OBJECTIF DE L'EXERCICE
Relevez en les recopiant toutes les lignes des enregistrements qui contiennent le mot « bounding ». Tenez compte de la casse.

DONNÉES FOURNIES
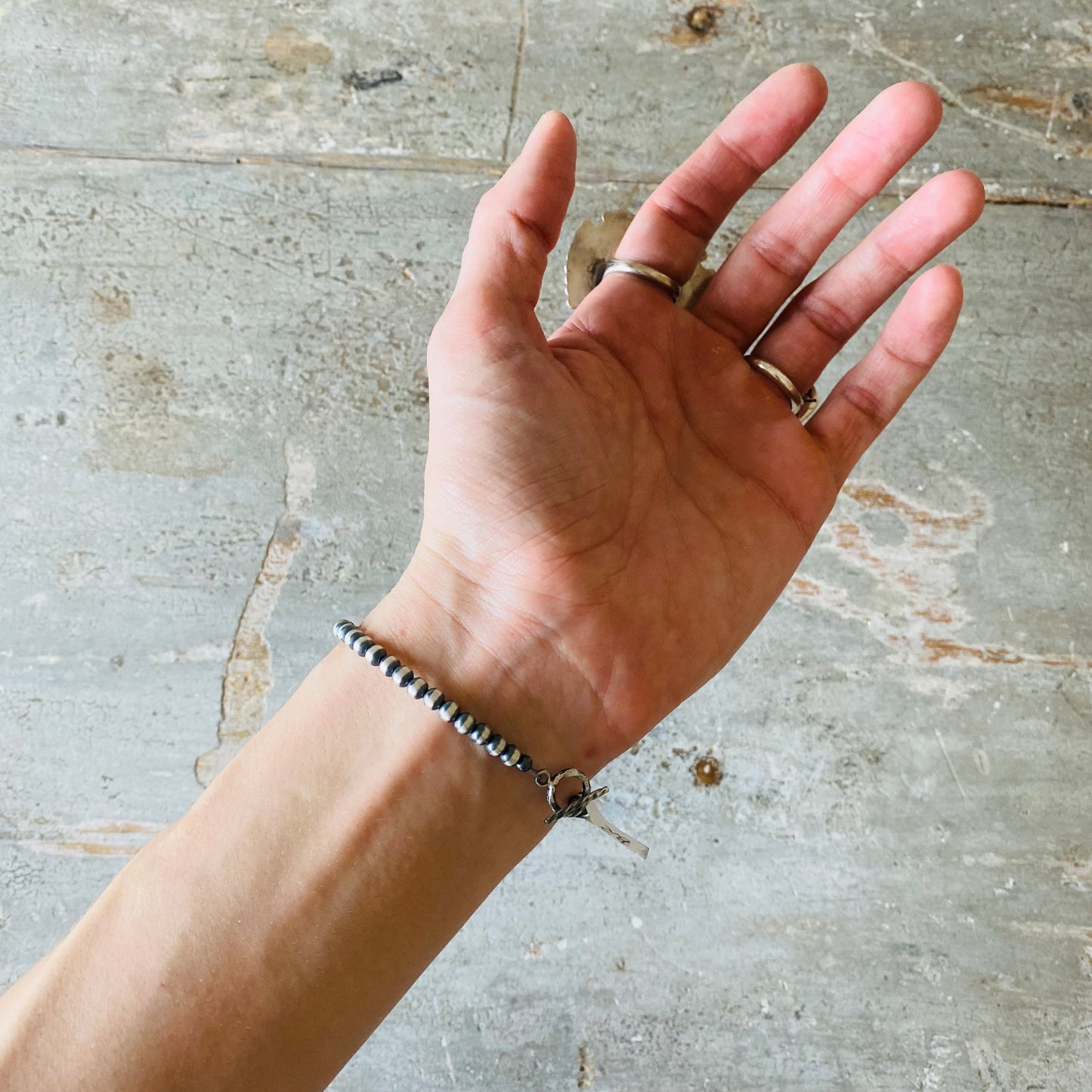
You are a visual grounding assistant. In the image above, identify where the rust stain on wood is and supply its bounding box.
[967,84,1092,121]
[194,440,314,785]
[262,26,334,76]
[786,481,1092,668]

EXERCICE CORRIGÉ
You are a visual grounding assistant. In the image above, identify where the rust stain on wood is and supply its bounding box.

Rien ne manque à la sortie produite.